> **Set problem**: Extend the article on the MAAC soccer standings below, picking up right after its final sentence.

> **Source excerpt**:
========

With the MAAC regular season coming to an end, the teams with the best records are Monmouth University — clinched regular season title(1), Rider, Iona College and Marist. Two takeaways from those four is Monmouth, who are the defending conference champions, and Quinnipiac not seeding at the top.
The former is self-explanatory, as for the latter, the simple reason is that Cesar Markovic, Siena head soccer coach, told “The Quadrangle” this a few weeks ago:
“The MAAC is up for grabs. You have your usual suspects but you also have some teams that can surprise people from the bottom. The preseason poll is worthless, it doesn’t mean anything. The first or second conference games don’t exactly decide everything. If you check back around game five or six, that’s when you really start to see who’s shaping up and what’s happening.”
He was right. An example that backs up what he said is the as mentioned Quinnipiac. It was last year’s regular season champions. This year, it hadn’t won a game until it beat Manhattan 2-0 on Oct. 14. A position its head coach, Eric Da Costa, said it isn’t “accustomed to go through.” The last time it wasn’t one of the top seeds this far into a season was ’12 when it went 8-7-2, 1-6 MAAC.

========

> **Data extract**:
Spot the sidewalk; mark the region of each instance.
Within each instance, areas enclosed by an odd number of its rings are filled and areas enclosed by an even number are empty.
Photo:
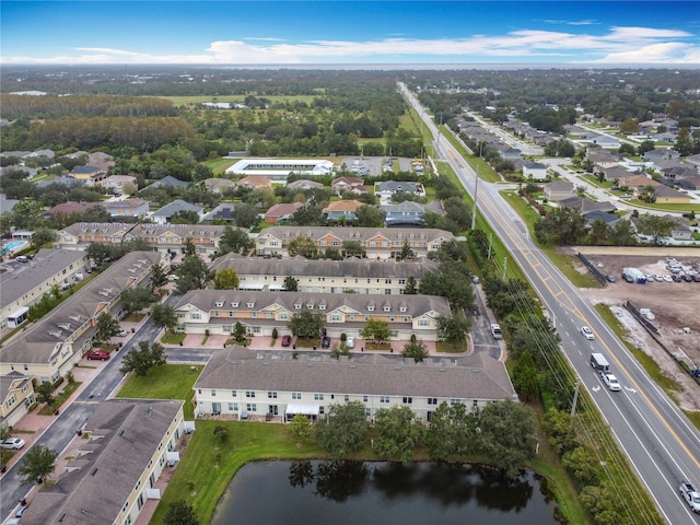
[[[120,326],[125,330],[127,330],[128,335],[126,337],[114,337],[113,342],[124,342],[126,345],[126,342],[129,341],[131,337],[133,337],[131,329],[133,328],[136,331],[145,323],[147,318],[148,317],[144,317],[139,323],[129,323],[125,320],[120,322],[119,323]],[[113,352],[113,355],[114,355],[114,352]],[[118,355],[118,353],[116,355]],[[112,358],[112,359],[117,359],[117,358]],[[71,396],[66,401],[63,401],[59,410],[62,411],[73,400],[75,400],[75,398],[80,396],[80,394],[88,387],[88,385],[90,385],[93,382],[93,380],[97,377],[101,370],[104,366],[106,366],[107,363],[108,361],[90,361],[83,358],[71,371],[75,381],[81,383],[81,385],[80,387],[78,387],[75,392],[71,394]],[[8,469],[14,464],[19,463],[24,456],[24,454],[26,453],[26,451],[28,451],[30,447],[34,443],[36,443],[36,441],[44,434],[44,432],[56,421],[57,419],[56,416],[40,416],[38,413],[42,406],[43,405],[37,406],[34,410],[32,410],[30,413],[24,416],[18,422],[18,424],[14,425],[13,434],[16,435],[18,438],[23,439],[25,442],[25,445],[21,451],[18,451],[18,453],[12,457],[12,459],[10,459],[10,462],[8,462]],[[75,434],[75,436],[70,441],[70,443],[66,446],[65,450],[57,451],[59,453],[59,457],[56,460],[56,468],[54,469],[54,474],[51,474],[51,476],[48,477],[49,481],[56,481],[63,474],[68,463],[75,457],[78,450],[83,444],[83,441],[81,440],[82,438],[79,438]],[[31,500],[32,495],[40,487],[43,487],[43,485],[42,486],[33,485],[28,489],[26,499]],[[148,521],[142,523],[148,524]]]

========

> **Written response**:
“We’ve been plugging away for a few months now, it hasn’t been easy for us,” he said. “… We’re not accustomed to go through what we’re going through. … There’s a mixture of a few factors. We’ve been steadily having some consistent success since ’12. College soccer is cyclical. There’s always a year or two there where you sort of have to reload and retool. And I’m not sure that’s exactly where we’re at yet, but it’s been one of those years in terms of results. … We’ve made some uncharacteristic mistakes, and we’ve dropped games because of that. It’s a new season, year. The pressure maybe got to the boys a little bit and the anxiety of chasing that result and it not coming as soon as they’d like set in as well.”
Despite the loss to Quinnipiac and then Rider, 3-1, three days later on Oct. 17. Manhattan is a team near the bottom of the conference seeding that could’ve vied for one of the top spots, as it floated in the middle throughout most of the season. That all depended on if they were able to score enough goals, co-captain Alex Shackley said.
In Manhattan’s 13 games, it has notched 11 goals — four by way of Shackley. What kept it in the conversation is the play of R.J. Noll, who has quietly posted a solid 1.31 goals against average.
“The past few games we’ve begun to start picking it up a little bit — find our style of play — but we’re lacking goals right now,” Shackley said after being shutout by Quinnipiac. “We’ve got to either change something, work harder in training on finishing or something. We can’t keep playing games without scoring goals.”
When asked about why it was such a struggle to convert on created; corner; and in box cross goal chances this season, Shackley went on and said, “To be honest, I’m not sure at the moment.” He did, however, offer two possible solutions: 1) putting someone new upfront; 2) new formation.
He amended his above statements slightly after losing to Monmouth last Wednesday, 2-1,(2) that its goal scoring chances were what he called “half-chances,” which are now turning into “better shots on goal…so we’re improving in that stance but still a lot to work on.”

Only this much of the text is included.